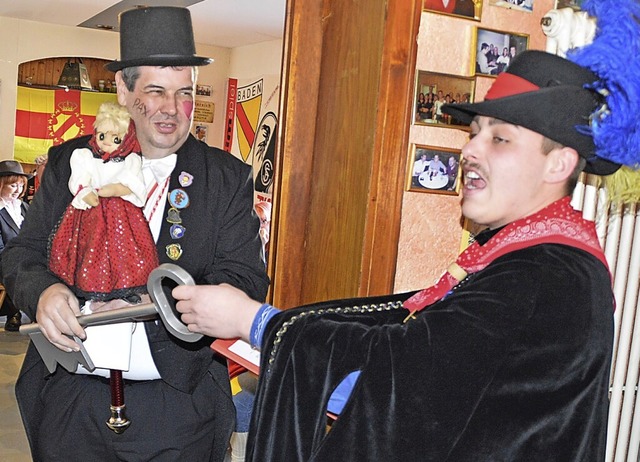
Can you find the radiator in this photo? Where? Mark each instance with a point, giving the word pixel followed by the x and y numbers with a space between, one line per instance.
pixel 619 232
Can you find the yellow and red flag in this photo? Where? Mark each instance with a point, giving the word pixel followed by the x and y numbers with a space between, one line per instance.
pixel 46 118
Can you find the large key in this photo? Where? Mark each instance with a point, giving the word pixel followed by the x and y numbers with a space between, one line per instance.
pixel 160 307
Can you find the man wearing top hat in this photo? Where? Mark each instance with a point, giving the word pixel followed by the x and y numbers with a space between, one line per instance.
pixel 199 209
pixel 507 356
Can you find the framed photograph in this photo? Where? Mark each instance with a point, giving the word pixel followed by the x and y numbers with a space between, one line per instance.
pixel 494 50
pixel 432 169
pixel 469 9
pixel 433 90
pixel 520 5
pixel 201 132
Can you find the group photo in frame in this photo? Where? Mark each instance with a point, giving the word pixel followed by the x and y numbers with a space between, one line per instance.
pixel 433 169
pixel 433 90
pixel 520 5
pixel 469 9
pixel 494 50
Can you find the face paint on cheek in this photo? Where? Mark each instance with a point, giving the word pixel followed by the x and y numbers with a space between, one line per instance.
pixel 140 107
pixel 187 107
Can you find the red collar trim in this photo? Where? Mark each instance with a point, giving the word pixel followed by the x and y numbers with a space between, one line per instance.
pixel 509 85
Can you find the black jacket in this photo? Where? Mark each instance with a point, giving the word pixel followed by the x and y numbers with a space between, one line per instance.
pixel 512 366
pixel 221 244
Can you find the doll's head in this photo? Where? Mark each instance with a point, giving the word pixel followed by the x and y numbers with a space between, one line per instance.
pixel 111 125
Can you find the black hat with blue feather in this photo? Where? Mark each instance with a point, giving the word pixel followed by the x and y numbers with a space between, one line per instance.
pixel 589 101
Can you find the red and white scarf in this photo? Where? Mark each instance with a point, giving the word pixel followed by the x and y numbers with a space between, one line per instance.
pixel 557 223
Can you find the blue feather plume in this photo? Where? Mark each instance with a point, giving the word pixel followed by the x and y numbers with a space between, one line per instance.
pixel 614 55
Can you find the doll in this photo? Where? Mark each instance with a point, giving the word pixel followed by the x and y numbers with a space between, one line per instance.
pixel 102 247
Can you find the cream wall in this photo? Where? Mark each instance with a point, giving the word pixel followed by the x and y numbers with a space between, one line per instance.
pixel 430 230
pixel 22 41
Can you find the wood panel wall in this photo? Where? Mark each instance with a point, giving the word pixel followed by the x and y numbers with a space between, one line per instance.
pixel 46 72
pixel 349 70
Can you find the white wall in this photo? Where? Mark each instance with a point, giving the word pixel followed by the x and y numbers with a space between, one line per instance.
pixel 22 41
pixel 255 60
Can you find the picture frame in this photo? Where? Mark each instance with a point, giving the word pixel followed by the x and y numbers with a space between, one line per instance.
pixel 433 169
pixel 489 49
pixel 518 5
pixel 432 90
pixel 468 9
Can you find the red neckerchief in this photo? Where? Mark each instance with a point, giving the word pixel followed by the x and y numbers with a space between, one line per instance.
pixel 557 223
pixel 129 144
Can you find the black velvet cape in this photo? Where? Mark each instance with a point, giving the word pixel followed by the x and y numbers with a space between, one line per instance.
pixel 512 366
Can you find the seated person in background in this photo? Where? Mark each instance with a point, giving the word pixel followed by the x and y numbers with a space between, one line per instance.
pixel 13 209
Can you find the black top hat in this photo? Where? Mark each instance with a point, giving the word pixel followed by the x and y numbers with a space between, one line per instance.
pixel 156 36
pixel 549 95
pixel 11 167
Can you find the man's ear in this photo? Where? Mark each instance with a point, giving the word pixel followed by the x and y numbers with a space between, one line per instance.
pixel 121 89
pixel 561 162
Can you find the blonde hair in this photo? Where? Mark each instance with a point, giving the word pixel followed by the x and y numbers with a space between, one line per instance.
pixel 113 114
pixel 8 179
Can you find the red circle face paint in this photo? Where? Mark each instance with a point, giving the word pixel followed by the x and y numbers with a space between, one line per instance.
pixel 187 107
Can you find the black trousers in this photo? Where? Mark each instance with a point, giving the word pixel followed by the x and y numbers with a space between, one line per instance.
pixel 166 424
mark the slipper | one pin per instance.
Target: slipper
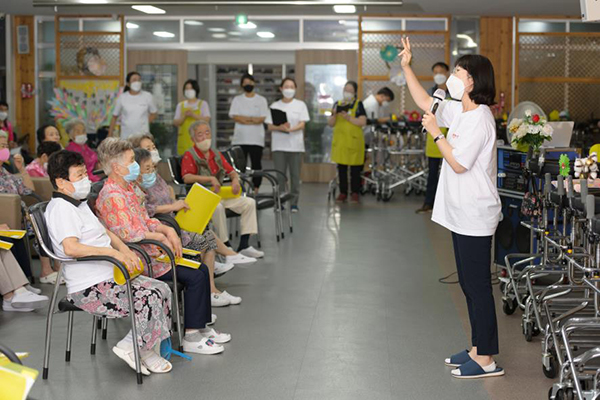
(458, 359)
(128, 357)
(472, 370)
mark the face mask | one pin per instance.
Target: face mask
(148, 180)
(4, 155)
(136, 86)
(81, 139)
(456, 87)
(134, 172)
(289, 93)
(155, 156)
(190, 94)
(82, 188)
(439, 79)
(204, 145)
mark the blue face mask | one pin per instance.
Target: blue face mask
(148, 180)
(134, 172)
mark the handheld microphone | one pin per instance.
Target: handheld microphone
(438, 96)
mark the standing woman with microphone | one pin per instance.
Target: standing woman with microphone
(467, 201)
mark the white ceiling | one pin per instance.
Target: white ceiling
(451, 7)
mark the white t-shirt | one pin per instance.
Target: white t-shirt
(65, 220)
(134, 111)
(468, 203)
(204, 108)
(255, 106)
(296, 112)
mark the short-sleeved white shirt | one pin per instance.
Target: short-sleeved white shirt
(66, 219)
(255, 106)
(134, 111)
(468, 203)
(296, 112)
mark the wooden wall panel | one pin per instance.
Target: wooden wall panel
(24, 73)
(496, 44)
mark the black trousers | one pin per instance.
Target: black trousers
(473, 258)
(197, 312)
(255, 153)
(432, 179)
(355, 171)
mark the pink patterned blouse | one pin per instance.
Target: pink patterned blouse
(122, 211)
(89, 155)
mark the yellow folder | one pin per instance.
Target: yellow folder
(203, 203)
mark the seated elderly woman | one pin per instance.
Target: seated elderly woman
(202, 165)
(159, 200)
(39, 166)
(76, 232)
(78, 135)
(120, 206)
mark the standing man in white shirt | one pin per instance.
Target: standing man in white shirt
(287, 142)
(250, 111)
(136, 108)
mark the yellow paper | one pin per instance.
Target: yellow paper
(203, 203)
(13, 233)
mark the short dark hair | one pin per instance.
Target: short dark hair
(194, 84)
(481, 70)
(246, 76)
(59, 164)
(48, 148)
(440, 64)
(387, 92)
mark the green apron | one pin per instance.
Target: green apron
(348, 144)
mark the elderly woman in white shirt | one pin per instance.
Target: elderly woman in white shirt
(467, 201)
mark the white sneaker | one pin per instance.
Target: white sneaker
(233, 300)
(239, 259)
(216, 336)
(202, 346)
(217, 300)
(252, 252)
(221, 268)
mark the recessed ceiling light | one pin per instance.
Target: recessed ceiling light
(265, 35)
(344, 9)
(163, 34)
(249, 25)
(149, 9)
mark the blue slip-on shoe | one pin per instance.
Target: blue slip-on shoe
(472, 370)
(458, 359)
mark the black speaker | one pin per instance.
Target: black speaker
(511, 236)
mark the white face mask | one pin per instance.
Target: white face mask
(456, 87)
(289, 93)
(81, 139)
(136, 86)
(190, 94)
(439, 79)
(155, 156)
(82, 188)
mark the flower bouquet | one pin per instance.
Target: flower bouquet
(529, 132)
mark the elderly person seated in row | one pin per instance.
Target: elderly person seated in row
(209, 168)
(76, 232)
(78, 135)
(120, 206)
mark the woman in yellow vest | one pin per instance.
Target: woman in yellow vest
(348, 145)
(189, 111)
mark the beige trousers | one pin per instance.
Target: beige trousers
(244, 206)
(11, 274)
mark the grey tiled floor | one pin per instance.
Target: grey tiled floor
(348, 307)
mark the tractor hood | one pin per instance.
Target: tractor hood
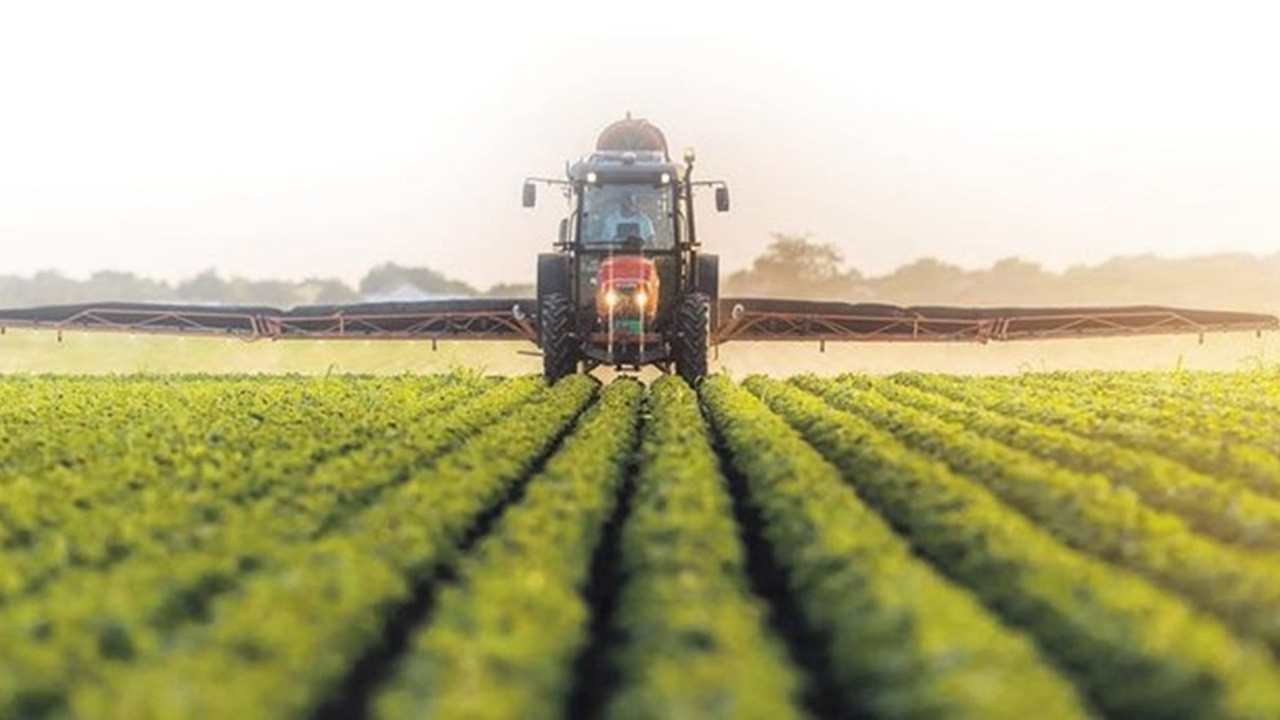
(626, 285)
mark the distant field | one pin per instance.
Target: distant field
(472, 546)
(26, 351)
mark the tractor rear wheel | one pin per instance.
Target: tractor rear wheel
(690, 343)
(556, 329)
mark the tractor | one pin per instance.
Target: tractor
(626, 285)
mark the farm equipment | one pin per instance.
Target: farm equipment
(627, 286)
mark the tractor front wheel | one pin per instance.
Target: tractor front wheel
(690, 343)
(556, 329)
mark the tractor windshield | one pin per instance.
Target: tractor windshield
(615, 215)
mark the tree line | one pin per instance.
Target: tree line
(790, 267)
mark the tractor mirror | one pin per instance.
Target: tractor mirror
(722, 199)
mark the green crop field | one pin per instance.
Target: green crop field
(1055, 545)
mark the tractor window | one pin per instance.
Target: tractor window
(615, 214)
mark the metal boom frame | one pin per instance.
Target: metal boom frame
(745, 319)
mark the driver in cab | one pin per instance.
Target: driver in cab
(627, 222)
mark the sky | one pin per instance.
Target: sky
(291, 140)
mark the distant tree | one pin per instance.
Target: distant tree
(327, 292)
(126, 287)
(205, 287)
(389, 276)
(512, 290)
(796, 267)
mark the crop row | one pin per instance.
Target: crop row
(1095, 414)
(1134, 648)
(903, 642)
(466, 546)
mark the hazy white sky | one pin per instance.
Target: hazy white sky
(309, 139)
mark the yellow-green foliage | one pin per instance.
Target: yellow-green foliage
(903, 641)
(695, 638)
(1136, 650)
(1087, 511)
(1036, 546)
(501, 643)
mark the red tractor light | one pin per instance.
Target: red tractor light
(626, 286)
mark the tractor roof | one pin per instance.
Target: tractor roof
(629, 150)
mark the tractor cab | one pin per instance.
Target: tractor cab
(627, 286)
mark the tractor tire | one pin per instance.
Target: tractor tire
(690, 343)
(556, 331)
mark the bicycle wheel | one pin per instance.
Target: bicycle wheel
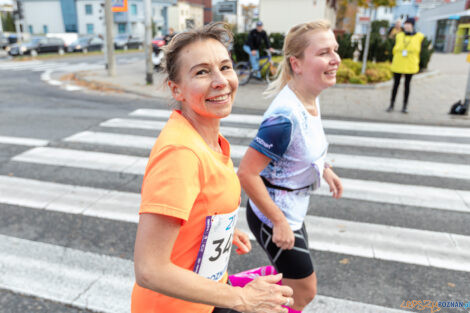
(272, 72)
(243, 71)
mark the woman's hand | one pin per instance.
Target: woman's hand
(283, 236)
(263, 295)
(334, 182)
(242, 241)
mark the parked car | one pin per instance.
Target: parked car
(126, 41)
(38, 45)
(86, 44)
(3, 41)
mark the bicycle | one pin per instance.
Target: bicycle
(245, 72)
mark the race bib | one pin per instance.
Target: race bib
(214, 253)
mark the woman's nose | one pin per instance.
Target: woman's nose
(219, 80)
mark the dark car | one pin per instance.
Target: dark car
(157, 43)
(86, 44)
(126, 41)
(4, 42)
(38, 45)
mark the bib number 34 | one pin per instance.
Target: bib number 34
(216, 244)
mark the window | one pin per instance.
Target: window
(88, 9)
(90, 29)
(122, 28)
(134, 9)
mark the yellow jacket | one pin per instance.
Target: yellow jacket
(406, 53)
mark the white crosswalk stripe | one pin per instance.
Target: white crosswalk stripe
(102, 283)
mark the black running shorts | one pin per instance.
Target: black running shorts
(296, 263)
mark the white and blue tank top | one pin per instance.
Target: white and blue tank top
(295, 142)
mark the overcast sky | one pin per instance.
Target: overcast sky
(246, 1)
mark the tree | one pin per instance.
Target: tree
(8, 23)
(372, 5)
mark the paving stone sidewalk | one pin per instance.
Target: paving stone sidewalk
(431, 93)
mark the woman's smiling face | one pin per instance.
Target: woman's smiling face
(207, 83)
(320, 61)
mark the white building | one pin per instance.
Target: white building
(185, 15)
(364, 15)
(280, 15)
(87, 16)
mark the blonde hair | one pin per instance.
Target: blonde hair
(295, 44)
(171, 63)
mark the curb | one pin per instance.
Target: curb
(385, 84)
(82, 77)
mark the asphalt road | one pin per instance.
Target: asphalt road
(30, 108)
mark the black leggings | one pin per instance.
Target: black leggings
(396, 82)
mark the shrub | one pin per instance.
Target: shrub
(426, 52)
(354, 66)
(237, 49)
(350, 72)
(360, 79)
(344, 74)
(346, 46)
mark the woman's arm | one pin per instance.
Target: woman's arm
(156, 235)
(248, 172)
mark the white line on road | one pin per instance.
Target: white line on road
(19, 65)
(22, 141)
(84, 159)
(429, 197)
(236, 118)
(98, 282)
(72, 88)
(340, 140)
(405, 245)
(428, 248)
(401, 166)
(337, 124)
(389, 165)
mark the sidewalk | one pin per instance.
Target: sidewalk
(431, 94)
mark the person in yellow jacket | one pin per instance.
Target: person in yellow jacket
(405, 60)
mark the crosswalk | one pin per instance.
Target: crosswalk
(375, 160)
(48, 67)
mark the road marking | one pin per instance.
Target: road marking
(72, 88)
(390, 243)
(400, 144)
(54, 82)
(368, 240)
(84, 159)
(374, 127)
(98, 282)
(391, 165)
(236, 118)
(115, 205)
(378, 164)
(22, 141)
(430, 197)
(19, 65)
(428, 248)
(340, 140)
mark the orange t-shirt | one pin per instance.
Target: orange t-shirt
(186, 179)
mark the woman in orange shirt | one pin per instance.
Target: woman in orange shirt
(191, 194)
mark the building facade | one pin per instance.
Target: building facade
(87, 16)
(447, 25)
(185, 15)
(280, 15)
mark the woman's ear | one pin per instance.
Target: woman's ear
(295, 65)
(175, 90)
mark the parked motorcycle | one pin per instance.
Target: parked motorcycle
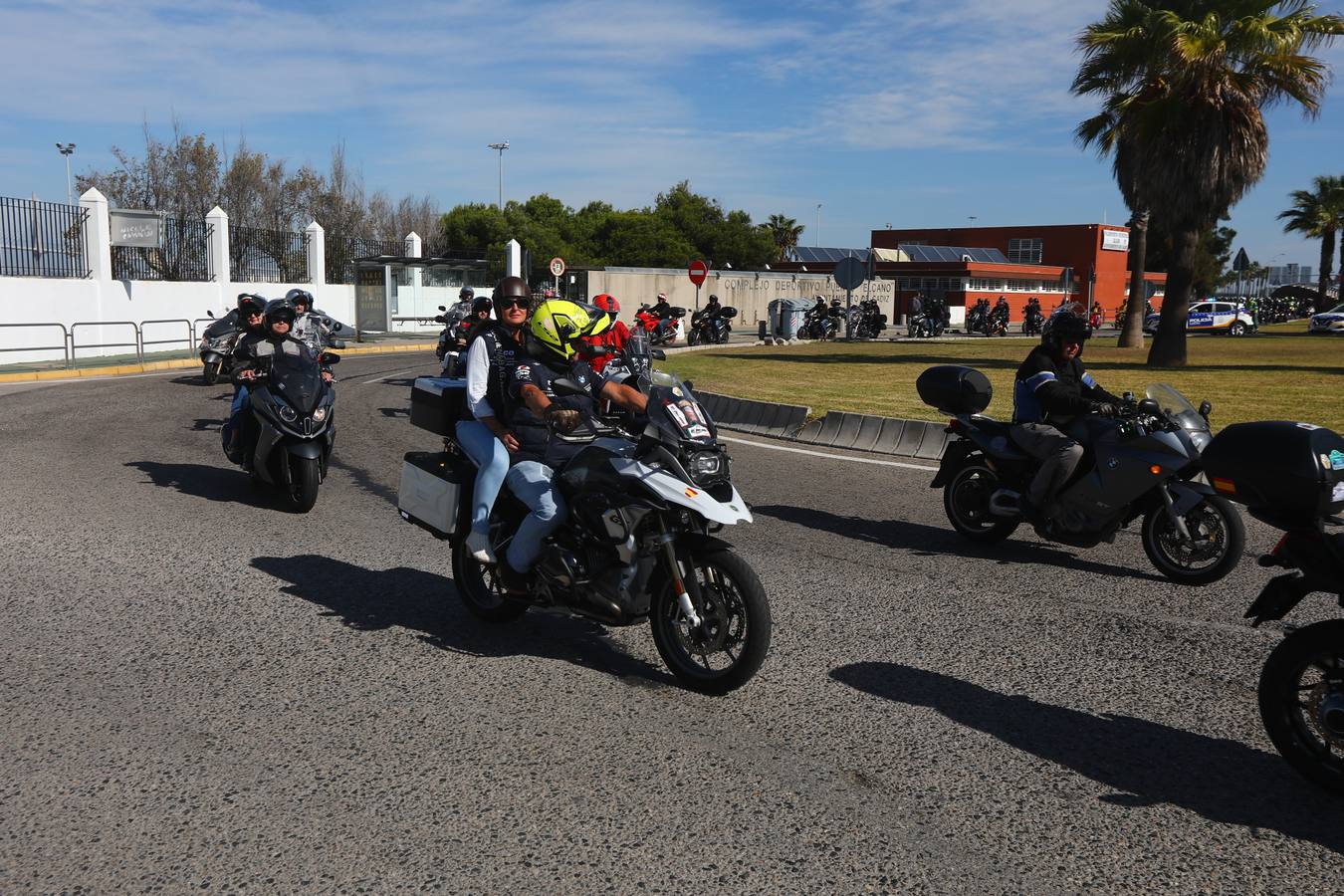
(1141, 464)
(295, 426)
(638, 543)
(1292, 477)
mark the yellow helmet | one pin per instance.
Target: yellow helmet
(558, 324)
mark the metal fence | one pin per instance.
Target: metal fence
(183, 257)
(42, 239)
(342, 250)
(266, 256)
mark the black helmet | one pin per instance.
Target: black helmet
(1063, 327)
(511, 288)
(279, 310)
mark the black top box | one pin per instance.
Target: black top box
(955, 389)
(1287, 473)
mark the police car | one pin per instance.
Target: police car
(1213, 318)
(1331, 322)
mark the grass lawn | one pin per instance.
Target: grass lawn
(1278, 373)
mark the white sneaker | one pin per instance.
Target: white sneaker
(479, 543)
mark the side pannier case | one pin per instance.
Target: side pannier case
(955, 389)
(1289, 474)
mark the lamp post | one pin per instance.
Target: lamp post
(500, 148)
(66, 149)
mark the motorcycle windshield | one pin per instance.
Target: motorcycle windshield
(298, 379)
(1178, 407)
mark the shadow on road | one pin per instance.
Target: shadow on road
(930, 541)
(423, 602)
(1147, 764)
(198, 480)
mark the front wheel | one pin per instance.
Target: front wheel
(1217, 534)
(1301, 696)
(728, 648)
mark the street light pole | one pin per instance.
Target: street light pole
(500, 148)
(66, 149)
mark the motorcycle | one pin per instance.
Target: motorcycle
(640, 542)
(1290, 476)
(295, 426)
(1141, 464)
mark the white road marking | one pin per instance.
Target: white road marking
(833, 457)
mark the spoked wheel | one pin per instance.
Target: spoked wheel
(1301, 696)
(304, 479)
(479, 588)
(967, 503)
(1217, 534)
(729, 646)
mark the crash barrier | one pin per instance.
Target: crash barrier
(922, 439)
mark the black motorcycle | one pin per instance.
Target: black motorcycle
(1292, 477)
(1141, 464)
(295, 426)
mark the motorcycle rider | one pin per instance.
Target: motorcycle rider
(1050, 391)
(540, 416)
(484, 434)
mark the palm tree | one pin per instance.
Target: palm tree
(1191, 80)
(1319, 214)
(784, 234)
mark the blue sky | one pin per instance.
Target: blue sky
(905, 112)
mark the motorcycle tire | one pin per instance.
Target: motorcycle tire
(965, 500)
(1292, 710)
(1158, 533)
(306, 476)
(734, 611)
(477, 594)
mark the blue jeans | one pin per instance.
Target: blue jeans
(531, 483)
(491, 460)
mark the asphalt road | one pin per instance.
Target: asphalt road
(206, 692)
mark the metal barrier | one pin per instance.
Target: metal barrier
(190, 340)
(64, 346)
(140, 354)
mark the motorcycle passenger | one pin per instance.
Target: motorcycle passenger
(1051, 388)
(540, 418)
(495, 348)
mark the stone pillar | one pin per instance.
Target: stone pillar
(316, 256)
(97, 234)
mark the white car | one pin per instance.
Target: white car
(1213, 318)
(1331, 322)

#### YOUR ASSIGNMENT:
Nothing outside the stretch above, from the line with "mark the blue slip-on" through the line with "mark the tractor mirror", is set down. Transcribe that stretch exactly, ends included, but not its pictures.

#### WRITTEN SOLUTION:
mark the blue slip-on shoe | one pin per instance.
Target: blue slip-on shoe
(472, 370)
(458, 359)
mark the black speaker | one pin per instance.
Target: black speaker
(511, 236)
mark the white face mask | one pin per instance.
Target: white face mask
(456, 87)
(289, 93)
(81, 139)
(136, 86)
(190, 94)
(439, 79)
(155, 156)
(82, 188)
mark the flower bouquet | one pin per instance.
Target: flower bouquet
(529, 132)
mark the elderly person seated in row | one pin per instance.
Target: elderly person seated in row
(209, 168)
(76, 232)
(78, 135)
(120, 206)
mark the woman in yellow vest | one pin per instance.
Target: woman in yellow vest
(348, 145)
(189, 111)
mark the beige trousers | one pin per instance.
Target: beige trousers
(244, 206)
(11, 274)
mark the grey tiled floor | one pin per instance.
Target: grey tiled floor
(348, 307)
mark the tractor hood | one pin per instance.
Target: tractor hood
(626, 285)
mark the distant field | one pin per instance.
Target: distant field
(472, 546)
(26, 351)
mark the tractor rear wheel | one pin per instance.
Target: tractor rear wheel
(690, 343)
(556, 329)
mark the tractor | one pin per instance.
Target: tractor
(626, 285)
mark the farm equipment | one pin per instance.
Target: farm equipment
(627, 286)
mark the tractor front wheel | one pin per instance.
Target: tractor front wheel
(690, 343)
(556, 329)
mark the tractor windshield | one pin per instance.
Target: tractor windshield
(615, 215)
mark the tree line | one pin per instance.
Target: tree line
(790, 267)
mark the tractor mirror | one pin per instance.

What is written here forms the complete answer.